__Direction__.
Transcribe the records exactly from the line with "fan blade, a" to the end, both included.

__Material to process__.
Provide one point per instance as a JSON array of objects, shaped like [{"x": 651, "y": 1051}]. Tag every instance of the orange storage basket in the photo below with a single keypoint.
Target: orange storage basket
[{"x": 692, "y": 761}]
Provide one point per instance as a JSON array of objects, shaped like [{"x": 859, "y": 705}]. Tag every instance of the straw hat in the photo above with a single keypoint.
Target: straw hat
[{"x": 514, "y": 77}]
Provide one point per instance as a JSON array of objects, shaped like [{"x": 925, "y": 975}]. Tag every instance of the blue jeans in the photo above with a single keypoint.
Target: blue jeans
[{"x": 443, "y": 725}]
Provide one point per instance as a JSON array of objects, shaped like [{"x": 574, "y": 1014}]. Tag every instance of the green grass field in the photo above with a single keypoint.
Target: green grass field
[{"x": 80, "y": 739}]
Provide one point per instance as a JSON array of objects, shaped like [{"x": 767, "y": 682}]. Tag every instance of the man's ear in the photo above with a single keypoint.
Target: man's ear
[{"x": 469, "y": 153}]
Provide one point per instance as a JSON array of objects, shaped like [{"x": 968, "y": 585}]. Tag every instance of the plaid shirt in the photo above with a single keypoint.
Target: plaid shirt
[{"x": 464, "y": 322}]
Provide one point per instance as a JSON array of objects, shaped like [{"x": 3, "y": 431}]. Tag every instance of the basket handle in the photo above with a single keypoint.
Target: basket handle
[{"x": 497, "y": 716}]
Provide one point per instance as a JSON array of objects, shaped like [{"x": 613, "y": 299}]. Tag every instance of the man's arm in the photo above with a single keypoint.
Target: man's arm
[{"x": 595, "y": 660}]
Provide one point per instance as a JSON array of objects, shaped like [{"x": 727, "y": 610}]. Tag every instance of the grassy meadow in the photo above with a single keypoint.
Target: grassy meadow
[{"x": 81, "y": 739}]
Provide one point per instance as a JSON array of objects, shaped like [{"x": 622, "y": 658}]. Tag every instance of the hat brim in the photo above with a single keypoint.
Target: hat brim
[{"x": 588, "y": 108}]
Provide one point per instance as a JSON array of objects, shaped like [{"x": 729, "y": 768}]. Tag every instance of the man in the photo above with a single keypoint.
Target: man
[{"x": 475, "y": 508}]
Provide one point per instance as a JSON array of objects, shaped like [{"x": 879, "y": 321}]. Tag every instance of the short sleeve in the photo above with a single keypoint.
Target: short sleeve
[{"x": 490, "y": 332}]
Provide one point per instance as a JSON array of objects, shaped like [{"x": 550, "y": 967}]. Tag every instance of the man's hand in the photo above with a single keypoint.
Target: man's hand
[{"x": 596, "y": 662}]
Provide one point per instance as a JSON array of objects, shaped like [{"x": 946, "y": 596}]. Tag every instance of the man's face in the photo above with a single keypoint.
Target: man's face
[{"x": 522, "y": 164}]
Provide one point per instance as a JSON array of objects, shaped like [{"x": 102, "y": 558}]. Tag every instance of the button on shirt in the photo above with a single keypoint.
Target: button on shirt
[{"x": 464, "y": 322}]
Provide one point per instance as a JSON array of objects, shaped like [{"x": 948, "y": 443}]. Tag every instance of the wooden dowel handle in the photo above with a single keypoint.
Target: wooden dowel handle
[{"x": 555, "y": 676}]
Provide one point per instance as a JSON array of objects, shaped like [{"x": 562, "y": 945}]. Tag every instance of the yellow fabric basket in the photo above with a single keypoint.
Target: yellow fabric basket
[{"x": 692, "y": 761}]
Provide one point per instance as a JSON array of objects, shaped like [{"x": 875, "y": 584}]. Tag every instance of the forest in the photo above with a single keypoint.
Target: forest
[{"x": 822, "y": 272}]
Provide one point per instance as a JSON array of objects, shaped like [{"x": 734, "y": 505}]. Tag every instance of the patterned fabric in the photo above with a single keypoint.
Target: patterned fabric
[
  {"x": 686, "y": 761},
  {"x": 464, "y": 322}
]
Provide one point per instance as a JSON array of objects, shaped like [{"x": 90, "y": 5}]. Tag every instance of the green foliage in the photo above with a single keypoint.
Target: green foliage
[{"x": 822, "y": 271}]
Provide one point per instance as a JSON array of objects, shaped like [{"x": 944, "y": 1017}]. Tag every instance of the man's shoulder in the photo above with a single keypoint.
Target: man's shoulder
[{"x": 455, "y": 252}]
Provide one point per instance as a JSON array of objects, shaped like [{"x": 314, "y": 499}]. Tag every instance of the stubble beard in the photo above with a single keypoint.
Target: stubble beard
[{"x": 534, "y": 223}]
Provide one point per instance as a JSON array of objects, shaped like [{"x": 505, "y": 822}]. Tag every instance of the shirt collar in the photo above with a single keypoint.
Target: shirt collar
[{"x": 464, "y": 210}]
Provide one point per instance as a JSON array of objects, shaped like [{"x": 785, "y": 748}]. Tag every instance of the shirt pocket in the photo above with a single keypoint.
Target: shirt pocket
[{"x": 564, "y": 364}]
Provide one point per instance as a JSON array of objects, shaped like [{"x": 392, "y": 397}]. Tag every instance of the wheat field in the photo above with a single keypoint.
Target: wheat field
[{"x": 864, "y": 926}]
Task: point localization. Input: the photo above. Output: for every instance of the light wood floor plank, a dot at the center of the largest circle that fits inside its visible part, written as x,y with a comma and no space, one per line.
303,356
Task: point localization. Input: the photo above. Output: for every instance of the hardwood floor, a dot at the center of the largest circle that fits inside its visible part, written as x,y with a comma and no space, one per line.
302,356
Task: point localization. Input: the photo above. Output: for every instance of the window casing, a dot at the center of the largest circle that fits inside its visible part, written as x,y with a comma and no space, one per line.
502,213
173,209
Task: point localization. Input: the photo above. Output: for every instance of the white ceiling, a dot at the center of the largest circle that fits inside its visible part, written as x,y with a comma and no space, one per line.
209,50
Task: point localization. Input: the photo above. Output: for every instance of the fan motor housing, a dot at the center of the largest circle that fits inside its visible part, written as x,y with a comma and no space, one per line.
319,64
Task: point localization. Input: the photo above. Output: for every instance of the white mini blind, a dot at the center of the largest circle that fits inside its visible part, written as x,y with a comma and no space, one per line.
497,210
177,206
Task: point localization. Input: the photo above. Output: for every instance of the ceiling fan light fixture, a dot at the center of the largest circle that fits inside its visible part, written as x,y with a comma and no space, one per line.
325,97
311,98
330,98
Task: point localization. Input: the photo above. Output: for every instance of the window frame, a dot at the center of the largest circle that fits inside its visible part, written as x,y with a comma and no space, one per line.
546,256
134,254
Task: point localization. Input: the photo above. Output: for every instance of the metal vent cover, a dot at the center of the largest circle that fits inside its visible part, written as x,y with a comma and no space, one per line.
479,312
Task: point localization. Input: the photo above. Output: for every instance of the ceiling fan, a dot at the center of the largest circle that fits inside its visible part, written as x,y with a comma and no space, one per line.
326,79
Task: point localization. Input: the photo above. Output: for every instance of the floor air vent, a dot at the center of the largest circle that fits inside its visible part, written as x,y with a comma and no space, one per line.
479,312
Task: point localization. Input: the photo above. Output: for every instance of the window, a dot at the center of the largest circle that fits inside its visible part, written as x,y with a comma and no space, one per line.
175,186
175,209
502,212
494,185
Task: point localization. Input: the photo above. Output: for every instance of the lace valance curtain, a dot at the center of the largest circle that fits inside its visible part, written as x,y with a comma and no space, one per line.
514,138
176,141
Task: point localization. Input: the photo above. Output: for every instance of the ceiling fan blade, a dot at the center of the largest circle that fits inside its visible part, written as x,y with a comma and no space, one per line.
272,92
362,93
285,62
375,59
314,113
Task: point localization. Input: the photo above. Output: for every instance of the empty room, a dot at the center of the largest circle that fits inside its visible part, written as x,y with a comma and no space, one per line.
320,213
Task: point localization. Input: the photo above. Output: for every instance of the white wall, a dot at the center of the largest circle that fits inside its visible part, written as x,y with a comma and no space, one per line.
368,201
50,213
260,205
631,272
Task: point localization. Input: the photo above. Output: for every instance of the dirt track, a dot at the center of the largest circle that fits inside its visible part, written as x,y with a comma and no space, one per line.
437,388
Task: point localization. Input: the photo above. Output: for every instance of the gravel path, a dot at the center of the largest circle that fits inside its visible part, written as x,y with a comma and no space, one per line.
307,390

__Solution to this task__.
Task: point localization. Input: the photo above. Output: for every instance of the ceiling fan blade, a dot at the center of the largest circle that fits inside its visible part, written as x,y with a comma and no space, one per line.
272,92
362,93
285,62
375,59
314,113
Task: point localization. Input: the photo above. Output: for every instance of the empty room, a dot at the center of the largest circle that fits inside its visible part, written as x,y with a comma and no space, one per line.
320,213
Task: point localization. Input: the photo above. Output: for every instance of the white wall, a dot at the center of the largest circle that fits inside its visible part, written as x,y with a comma and no space, one per line.
368,201
50,213
260,205
631,272
Task: point localization. Input: the photo above. Output: for every instance of the dirt track, a dot at the center of the largest circle that fits inside its visible part, written as x,y with a comma and no space, one per line.
437,388
Task: point localization. Input: the photo above. Output: for every instance of the gravel path, a dot at the center of the largest circle that fits inside its visible part, written as x,y with a comma and no space, one per line.
307,390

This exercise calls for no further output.